● AVAILABLE DATA
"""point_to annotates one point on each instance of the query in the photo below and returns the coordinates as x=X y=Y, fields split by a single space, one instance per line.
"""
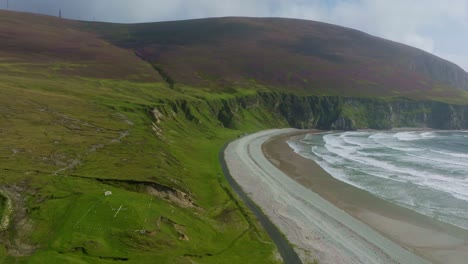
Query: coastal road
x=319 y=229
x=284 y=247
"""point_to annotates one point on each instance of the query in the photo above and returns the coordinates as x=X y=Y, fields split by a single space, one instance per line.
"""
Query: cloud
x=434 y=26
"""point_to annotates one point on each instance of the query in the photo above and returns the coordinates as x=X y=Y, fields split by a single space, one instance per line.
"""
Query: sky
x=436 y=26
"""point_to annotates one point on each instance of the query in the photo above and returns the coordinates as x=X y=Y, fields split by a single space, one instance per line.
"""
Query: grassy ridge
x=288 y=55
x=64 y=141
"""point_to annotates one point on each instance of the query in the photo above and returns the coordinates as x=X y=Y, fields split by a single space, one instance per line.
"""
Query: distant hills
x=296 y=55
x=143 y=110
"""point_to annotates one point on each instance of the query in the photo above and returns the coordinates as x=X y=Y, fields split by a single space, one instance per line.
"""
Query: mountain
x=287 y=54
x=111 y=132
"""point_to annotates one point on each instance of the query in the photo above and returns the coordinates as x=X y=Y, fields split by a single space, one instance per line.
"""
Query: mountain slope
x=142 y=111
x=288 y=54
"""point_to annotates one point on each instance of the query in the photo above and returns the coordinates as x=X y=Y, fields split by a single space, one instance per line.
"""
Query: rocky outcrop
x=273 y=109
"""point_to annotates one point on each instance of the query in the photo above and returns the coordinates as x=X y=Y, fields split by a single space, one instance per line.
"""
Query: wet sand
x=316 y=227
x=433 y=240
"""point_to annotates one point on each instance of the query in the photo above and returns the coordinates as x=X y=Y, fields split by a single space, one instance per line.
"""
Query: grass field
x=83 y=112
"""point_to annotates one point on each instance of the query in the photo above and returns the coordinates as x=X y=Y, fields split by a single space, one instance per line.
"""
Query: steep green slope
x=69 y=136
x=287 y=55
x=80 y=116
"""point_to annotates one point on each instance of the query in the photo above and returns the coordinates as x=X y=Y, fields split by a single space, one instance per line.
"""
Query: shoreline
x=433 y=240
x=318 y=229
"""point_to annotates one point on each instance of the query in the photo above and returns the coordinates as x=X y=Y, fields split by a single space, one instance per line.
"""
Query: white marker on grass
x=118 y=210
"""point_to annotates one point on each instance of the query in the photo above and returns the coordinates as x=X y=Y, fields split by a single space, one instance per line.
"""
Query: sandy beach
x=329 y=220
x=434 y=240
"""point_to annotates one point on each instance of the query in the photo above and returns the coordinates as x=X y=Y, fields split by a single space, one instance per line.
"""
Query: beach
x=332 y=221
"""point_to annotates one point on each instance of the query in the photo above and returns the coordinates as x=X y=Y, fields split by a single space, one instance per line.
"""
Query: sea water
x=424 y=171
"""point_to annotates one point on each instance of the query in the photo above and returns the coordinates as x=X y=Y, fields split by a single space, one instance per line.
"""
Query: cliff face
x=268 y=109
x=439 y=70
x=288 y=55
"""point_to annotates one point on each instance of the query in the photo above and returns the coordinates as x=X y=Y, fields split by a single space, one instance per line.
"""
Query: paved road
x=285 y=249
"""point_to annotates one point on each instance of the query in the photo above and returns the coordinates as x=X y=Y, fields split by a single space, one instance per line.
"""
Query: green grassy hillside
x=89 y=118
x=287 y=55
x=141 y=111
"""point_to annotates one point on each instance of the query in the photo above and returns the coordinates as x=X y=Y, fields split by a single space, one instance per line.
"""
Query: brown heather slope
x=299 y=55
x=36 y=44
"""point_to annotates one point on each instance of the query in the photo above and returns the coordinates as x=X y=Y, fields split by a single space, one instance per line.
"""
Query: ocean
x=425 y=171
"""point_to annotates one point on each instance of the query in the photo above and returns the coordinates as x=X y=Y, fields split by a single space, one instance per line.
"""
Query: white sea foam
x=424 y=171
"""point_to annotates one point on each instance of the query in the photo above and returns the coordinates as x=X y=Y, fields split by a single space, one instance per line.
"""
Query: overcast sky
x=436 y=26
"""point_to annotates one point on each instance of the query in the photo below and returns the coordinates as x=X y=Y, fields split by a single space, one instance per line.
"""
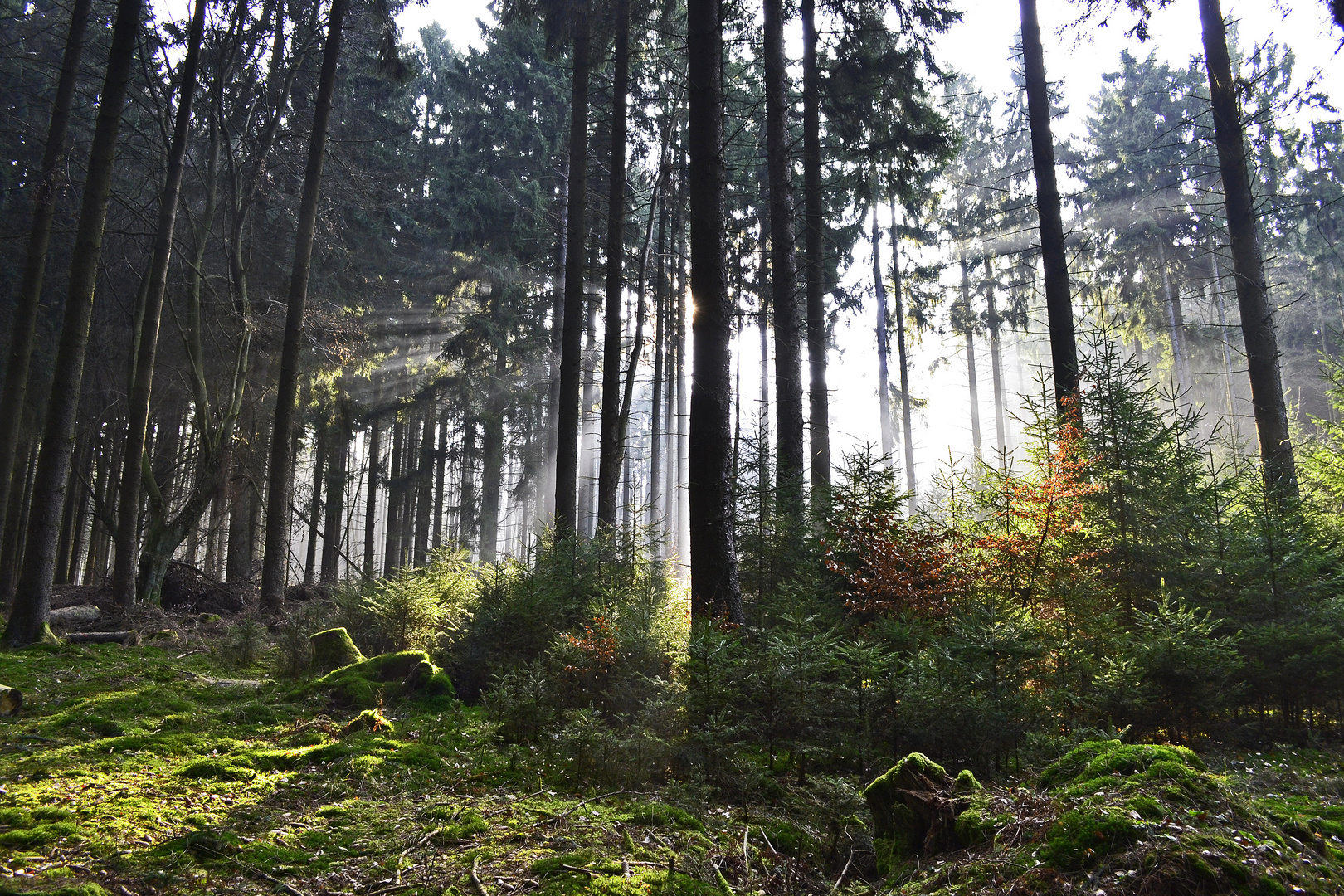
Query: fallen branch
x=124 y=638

● INSTRUCTION
State how many lines in the rows above contain the string "slope". Give only the number.

● THE COMPLETED TASK
3